[REQUIRED WORK]: Gather every line of the listing below that contains the word "with", and copy each one in full.
━━━━━ DATA EXTRACT
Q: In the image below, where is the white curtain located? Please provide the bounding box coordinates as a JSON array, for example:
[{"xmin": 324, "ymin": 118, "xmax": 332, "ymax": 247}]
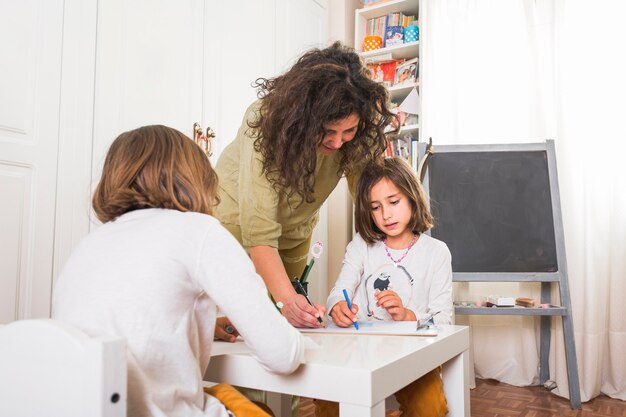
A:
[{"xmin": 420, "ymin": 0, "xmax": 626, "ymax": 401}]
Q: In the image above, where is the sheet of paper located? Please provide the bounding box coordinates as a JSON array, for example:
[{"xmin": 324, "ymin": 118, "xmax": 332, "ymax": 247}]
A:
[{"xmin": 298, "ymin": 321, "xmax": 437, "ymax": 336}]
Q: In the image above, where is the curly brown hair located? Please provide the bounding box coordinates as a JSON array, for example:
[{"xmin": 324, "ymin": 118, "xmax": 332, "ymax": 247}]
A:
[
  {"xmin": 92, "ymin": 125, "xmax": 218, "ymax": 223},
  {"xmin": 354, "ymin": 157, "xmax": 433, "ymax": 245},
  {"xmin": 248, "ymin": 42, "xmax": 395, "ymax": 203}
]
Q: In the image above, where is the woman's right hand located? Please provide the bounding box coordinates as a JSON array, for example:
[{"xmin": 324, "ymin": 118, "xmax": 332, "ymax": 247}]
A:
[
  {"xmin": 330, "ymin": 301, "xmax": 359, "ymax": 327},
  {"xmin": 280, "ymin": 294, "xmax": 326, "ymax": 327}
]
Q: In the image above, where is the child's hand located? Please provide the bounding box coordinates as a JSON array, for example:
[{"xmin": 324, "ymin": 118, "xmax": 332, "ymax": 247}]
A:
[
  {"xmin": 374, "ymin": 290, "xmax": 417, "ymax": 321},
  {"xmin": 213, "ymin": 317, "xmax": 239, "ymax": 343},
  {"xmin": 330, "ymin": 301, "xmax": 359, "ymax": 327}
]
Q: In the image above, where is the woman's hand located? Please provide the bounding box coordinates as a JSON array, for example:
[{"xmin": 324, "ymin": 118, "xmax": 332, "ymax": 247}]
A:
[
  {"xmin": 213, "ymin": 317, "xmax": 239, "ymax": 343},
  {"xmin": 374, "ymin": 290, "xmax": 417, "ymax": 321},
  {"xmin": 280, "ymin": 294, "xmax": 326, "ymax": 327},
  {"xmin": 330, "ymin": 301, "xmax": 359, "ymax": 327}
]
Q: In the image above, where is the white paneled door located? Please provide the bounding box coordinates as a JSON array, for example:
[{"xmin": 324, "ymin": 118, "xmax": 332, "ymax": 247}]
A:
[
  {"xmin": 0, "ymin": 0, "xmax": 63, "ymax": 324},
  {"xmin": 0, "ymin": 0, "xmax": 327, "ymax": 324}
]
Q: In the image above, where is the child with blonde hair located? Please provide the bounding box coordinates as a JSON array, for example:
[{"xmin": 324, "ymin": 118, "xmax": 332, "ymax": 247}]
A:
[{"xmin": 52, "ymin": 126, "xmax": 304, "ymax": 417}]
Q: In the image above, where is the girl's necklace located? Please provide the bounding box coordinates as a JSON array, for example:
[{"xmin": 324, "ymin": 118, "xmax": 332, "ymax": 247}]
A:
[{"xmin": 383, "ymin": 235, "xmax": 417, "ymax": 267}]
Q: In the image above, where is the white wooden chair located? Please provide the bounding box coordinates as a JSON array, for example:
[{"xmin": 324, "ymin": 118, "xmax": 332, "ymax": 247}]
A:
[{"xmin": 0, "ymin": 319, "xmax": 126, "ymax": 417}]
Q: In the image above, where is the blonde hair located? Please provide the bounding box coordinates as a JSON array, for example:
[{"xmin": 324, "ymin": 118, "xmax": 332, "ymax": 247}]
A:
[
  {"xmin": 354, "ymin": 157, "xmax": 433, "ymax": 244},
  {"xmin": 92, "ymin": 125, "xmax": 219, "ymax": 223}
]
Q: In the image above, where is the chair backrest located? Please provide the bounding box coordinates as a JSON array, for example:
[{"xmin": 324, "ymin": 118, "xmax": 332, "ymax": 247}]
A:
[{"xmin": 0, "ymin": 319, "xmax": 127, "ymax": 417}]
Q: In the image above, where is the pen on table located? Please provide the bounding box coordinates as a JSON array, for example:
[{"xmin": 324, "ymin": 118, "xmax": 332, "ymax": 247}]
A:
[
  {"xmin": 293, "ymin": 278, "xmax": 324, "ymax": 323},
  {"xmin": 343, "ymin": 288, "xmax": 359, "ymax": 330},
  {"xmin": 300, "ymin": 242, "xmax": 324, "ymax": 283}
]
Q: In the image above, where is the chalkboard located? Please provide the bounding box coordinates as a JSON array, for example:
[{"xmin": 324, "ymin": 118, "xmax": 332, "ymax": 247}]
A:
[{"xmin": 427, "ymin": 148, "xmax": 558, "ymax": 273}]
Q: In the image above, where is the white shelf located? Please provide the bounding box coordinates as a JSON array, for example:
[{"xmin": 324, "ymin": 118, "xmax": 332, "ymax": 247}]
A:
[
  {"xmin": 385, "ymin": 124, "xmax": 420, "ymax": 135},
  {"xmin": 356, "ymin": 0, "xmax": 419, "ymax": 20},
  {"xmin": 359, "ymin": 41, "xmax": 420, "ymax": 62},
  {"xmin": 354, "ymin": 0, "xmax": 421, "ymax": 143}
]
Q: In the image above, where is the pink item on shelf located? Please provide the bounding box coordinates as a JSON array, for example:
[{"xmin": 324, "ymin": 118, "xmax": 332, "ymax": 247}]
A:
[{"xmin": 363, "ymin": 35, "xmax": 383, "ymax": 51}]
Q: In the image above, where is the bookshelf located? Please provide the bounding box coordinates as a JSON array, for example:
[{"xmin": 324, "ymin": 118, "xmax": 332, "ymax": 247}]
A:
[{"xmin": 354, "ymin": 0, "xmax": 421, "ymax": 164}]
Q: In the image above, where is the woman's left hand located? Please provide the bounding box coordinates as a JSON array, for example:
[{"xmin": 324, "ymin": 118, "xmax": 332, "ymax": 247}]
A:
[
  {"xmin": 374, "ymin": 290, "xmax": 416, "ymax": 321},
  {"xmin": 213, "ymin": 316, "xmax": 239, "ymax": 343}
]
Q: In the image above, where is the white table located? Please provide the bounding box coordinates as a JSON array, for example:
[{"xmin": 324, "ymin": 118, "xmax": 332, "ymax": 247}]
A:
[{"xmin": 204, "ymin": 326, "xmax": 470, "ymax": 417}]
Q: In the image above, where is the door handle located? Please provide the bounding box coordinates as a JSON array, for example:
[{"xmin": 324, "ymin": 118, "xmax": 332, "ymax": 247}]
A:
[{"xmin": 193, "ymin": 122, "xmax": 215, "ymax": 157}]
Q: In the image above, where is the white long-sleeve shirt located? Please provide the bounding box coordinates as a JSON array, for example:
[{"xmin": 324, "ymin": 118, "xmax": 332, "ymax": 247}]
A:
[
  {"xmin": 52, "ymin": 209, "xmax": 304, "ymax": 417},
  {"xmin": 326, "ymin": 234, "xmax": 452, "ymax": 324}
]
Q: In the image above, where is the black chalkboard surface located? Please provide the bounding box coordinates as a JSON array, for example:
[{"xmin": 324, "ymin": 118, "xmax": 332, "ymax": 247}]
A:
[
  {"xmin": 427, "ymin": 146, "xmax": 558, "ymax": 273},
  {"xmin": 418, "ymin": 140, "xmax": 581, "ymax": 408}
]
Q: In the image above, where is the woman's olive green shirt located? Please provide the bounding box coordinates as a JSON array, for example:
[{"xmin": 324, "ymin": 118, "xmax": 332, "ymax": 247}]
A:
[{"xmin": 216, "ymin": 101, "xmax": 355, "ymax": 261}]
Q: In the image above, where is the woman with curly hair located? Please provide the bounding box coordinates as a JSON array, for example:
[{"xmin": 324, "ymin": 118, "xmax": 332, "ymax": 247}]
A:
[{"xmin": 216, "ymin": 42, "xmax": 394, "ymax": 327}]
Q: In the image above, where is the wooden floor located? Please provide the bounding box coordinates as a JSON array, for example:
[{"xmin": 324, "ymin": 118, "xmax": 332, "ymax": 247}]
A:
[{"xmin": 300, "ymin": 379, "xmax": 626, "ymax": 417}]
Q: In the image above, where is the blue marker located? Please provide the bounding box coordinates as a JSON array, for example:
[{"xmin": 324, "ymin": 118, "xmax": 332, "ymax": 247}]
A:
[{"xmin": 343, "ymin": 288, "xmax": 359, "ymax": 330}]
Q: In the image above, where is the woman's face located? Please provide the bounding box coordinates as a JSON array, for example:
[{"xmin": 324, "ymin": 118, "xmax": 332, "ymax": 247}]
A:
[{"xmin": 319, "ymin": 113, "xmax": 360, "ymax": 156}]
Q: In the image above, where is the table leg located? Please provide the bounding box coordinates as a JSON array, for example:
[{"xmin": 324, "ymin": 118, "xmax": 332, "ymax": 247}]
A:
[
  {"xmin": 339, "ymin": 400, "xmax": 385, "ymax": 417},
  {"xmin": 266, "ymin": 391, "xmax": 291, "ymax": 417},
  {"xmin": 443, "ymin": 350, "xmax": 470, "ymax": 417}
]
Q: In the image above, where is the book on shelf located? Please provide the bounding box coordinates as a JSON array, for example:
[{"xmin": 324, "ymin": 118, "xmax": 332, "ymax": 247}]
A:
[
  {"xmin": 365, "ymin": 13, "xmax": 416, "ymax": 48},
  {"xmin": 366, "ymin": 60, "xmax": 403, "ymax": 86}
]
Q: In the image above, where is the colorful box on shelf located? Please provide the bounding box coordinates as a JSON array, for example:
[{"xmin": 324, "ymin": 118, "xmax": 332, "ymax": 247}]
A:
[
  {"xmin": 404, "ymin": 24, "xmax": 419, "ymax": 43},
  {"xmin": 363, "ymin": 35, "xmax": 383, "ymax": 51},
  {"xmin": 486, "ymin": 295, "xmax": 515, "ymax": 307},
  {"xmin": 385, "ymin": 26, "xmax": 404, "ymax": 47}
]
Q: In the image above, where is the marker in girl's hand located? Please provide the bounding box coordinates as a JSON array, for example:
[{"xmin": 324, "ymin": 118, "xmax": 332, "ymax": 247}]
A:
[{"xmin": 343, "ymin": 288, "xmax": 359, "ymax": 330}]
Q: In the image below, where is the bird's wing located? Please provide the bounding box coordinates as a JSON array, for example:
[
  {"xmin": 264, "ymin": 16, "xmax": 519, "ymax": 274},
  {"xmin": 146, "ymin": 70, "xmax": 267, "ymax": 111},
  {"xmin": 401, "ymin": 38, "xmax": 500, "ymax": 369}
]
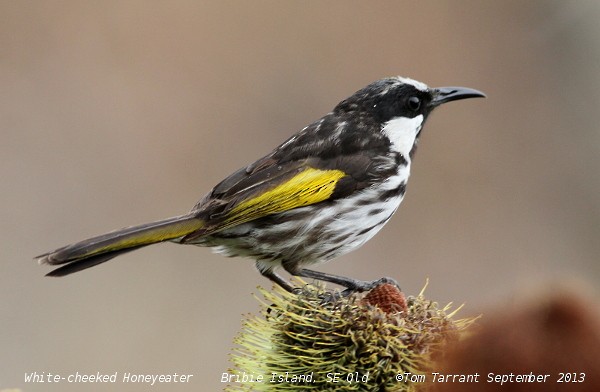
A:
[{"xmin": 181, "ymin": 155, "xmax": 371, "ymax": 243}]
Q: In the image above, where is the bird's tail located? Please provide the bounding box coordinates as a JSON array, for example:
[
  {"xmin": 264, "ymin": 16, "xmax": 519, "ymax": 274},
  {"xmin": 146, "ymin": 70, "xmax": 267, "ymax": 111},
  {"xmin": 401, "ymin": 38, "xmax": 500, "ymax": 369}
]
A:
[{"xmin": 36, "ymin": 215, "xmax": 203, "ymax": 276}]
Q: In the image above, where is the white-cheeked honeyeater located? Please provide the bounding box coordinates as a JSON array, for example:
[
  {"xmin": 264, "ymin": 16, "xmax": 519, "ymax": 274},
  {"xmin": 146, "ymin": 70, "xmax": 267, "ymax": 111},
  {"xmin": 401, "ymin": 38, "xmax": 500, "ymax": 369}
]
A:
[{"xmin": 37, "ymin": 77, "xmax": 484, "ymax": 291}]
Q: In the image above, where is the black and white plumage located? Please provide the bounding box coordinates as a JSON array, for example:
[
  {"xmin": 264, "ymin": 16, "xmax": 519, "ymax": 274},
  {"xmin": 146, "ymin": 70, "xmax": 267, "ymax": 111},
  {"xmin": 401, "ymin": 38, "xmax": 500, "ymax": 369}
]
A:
━━━━━━━━━━
[EXERCISE ANSWER]:
Q: In the image above, where is the child with blonde hair located? Please provide the bounding box coordinates as a JSON array, for example:
Q: In the image above, where is the woman with curly hair located? Please provide the bounding box coordinates as a JSON array, for example:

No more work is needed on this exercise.